Since the records include pictures, leave those out while you reproduce exactly and only the lines from the one containing "Query: garage door panel" through the one containing "dock, shaped like this sample", inclusive.

[Information shown]
=== Section Start ===

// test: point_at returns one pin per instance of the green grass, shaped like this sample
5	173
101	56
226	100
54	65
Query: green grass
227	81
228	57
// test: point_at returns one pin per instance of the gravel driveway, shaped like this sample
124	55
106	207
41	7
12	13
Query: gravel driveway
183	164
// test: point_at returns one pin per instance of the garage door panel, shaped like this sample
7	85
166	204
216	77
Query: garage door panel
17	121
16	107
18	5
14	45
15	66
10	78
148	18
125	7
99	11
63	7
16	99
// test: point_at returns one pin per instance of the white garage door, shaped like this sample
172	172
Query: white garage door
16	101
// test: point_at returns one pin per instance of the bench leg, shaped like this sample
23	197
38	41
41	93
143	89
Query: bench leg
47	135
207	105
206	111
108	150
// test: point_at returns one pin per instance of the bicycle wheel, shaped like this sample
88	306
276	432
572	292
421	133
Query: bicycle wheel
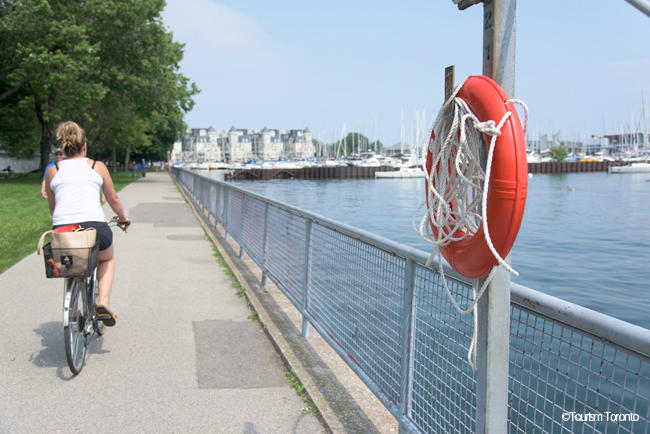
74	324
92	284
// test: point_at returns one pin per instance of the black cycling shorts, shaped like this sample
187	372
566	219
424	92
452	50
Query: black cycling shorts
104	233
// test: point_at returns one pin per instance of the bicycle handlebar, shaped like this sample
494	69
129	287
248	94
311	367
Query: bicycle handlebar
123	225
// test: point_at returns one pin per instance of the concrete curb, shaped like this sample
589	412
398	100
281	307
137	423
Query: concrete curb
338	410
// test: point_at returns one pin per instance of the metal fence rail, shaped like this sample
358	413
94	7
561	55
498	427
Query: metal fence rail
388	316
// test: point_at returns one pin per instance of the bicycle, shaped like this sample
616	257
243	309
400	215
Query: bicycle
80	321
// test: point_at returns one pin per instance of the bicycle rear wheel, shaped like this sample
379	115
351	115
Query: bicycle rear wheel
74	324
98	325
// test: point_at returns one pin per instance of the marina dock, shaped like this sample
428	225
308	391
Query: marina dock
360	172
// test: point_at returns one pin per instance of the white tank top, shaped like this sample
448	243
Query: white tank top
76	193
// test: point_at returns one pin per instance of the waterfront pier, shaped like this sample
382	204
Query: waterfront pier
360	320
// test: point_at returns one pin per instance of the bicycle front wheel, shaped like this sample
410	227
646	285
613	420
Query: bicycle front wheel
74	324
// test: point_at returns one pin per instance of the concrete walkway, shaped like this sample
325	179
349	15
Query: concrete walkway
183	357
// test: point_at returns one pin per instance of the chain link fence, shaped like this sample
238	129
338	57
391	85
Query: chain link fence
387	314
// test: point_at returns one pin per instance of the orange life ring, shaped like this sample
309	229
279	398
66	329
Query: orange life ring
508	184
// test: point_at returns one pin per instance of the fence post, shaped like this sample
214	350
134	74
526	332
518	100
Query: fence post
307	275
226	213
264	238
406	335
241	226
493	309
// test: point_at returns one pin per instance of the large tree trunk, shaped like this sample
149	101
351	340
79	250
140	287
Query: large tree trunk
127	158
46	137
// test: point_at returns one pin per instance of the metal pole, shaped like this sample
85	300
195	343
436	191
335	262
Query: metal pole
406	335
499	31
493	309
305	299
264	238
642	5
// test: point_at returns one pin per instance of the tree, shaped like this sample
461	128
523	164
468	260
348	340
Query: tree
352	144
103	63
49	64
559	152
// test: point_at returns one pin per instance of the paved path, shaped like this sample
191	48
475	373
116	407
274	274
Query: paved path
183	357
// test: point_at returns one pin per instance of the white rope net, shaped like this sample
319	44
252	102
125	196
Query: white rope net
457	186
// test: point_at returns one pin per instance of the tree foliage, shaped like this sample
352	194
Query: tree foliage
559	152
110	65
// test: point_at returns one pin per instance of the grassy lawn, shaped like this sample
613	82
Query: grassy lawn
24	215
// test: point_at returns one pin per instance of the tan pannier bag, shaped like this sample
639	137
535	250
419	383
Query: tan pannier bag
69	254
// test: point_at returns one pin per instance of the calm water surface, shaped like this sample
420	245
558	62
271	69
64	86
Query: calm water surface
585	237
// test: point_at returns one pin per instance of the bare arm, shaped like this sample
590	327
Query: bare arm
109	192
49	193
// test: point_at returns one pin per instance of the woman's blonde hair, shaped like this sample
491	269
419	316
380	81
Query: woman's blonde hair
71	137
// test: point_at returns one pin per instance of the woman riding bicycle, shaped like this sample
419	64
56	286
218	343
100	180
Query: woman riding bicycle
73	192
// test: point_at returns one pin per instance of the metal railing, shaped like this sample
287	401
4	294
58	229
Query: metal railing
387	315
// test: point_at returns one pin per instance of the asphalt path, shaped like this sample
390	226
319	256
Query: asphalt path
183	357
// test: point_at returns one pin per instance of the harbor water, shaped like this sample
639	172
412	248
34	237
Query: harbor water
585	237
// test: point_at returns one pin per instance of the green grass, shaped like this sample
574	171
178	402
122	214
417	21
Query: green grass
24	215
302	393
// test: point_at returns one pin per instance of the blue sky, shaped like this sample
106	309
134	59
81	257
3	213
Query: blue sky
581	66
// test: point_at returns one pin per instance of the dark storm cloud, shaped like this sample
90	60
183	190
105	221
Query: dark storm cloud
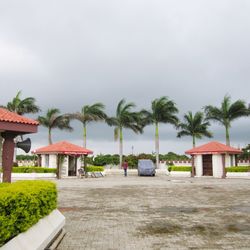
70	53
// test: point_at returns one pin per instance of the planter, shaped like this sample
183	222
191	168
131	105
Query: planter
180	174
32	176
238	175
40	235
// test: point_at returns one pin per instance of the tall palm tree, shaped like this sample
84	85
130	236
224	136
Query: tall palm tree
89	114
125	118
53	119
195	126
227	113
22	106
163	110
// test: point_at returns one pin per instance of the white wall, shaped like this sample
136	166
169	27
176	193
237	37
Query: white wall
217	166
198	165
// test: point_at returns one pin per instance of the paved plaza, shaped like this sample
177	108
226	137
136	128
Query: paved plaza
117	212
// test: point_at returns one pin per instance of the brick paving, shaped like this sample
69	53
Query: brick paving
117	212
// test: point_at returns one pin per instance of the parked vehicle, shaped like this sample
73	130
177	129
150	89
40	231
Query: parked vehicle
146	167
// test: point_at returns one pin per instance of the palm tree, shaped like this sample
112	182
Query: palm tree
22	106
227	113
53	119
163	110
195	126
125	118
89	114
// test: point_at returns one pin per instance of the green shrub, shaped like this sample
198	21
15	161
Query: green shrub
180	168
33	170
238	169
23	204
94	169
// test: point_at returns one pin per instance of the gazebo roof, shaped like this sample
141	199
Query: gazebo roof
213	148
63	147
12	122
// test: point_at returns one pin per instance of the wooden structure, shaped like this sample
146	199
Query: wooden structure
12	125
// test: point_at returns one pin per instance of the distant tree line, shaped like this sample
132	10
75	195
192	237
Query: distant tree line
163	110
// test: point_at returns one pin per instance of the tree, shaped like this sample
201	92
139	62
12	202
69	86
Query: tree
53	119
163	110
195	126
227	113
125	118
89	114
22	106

=== Section End ===
=== Section Start ===

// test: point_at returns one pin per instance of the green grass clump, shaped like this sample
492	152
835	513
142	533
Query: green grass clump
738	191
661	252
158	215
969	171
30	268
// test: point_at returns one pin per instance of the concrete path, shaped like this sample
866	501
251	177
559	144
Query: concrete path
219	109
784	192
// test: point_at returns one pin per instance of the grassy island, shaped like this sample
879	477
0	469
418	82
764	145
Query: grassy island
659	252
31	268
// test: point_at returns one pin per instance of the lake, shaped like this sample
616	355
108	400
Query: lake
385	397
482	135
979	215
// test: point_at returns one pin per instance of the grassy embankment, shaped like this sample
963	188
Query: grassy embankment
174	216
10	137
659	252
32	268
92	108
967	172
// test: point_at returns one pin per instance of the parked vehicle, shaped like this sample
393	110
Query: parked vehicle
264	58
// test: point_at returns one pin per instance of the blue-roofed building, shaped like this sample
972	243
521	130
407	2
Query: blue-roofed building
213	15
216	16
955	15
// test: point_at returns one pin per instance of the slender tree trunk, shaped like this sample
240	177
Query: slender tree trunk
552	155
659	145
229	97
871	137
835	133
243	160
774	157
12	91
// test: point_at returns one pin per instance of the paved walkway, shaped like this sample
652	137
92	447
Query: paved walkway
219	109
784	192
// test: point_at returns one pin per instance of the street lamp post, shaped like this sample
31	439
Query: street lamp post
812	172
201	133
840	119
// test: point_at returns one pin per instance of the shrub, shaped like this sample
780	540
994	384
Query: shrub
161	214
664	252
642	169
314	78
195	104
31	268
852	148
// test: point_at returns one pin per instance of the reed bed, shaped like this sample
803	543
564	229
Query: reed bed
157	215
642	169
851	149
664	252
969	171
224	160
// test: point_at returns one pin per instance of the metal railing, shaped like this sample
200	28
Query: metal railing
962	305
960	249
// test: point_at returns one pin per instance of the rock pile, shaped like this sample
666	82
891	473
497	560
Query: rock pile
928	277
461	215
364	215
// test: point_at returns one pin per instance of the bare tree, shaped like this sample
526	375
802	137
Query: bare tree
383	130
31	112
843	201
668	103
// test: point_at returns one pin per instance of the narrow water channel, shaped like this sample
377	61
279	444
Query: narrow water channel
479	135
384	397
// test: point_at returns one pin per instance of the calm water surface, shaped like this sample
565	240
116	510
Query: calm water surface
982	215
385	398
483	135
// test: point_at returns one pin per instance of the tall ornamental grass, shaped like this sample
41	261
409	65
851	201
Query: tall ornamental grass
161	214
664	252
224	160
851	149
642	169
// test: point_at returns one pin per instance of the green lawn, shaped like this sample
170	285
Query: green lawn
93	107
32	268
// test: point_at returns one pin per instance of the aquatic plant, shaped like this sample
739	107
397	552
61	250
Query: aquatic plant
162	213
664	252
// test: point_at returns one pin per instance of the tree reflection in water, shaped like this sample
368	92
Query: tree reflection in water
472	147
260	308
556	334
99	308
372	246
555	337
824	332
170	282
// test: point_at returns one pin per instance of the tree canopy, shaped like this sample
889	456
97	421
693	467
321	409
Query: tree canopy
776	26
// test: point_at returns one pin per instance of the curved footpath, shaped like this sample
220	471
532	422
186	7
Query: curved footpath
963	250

=== Section End ===

[The completed task]
Query: garage door panel
17	121
16	107
18	5
14	45
15	66
10	78
148	18
125	7
99	11
63	7
16	99
// test: point_at returns one pin per instance of the white garage door, shaped like this sample
172	172
Query: white garage door
16	101
// test: point_at returns one pin per instance of the bench leg, shaped like this sample
23	197
38	41
41	93
143	89
Query: bench leg
47	135
207	105
206	111
108	150
// test: point_at returns one pin per instance of the bicycle wheel, shaped like this sample
88	306
276	432
572	292
421	133
Query: bicycle wheel
74	324
92	284
// test: point_at returns one pin per instance of the black cycling shorts, shaped like this sample
187	372
566	219
424	92
452	50
Query: black cycling shorts
104	233
// test: point_at returns one pin per instance of the bicycle handlebar, shaped like this sample
494	69
129	287
248	94
311	367
Query: bicycle handlebar
123	225
// test: point_at returns one pin per instance of the concrete curb, shaped like this sample
589	412
398	100
281	307
137	423
Query: concrete curb
338	410
// test: point_at returns one pin per instance of the metal fence rail, shaped like this sample
358	413
94	7
561	55
498	427
Query: metal fence rail
388	316
// test: point_at returns one pin per instance of the bicycle, shaped like this sample
616	257
243	309
400	215
Query: bicycle
80	321
// test: point_at returns one pin per instance of the bicycle rear wheel, shaped like this sample
379	115
351	115
Query: bicycle rear wheel
74	324
98	325
// test: point_at returns one pin per instance of the marina dock, shaped like this sample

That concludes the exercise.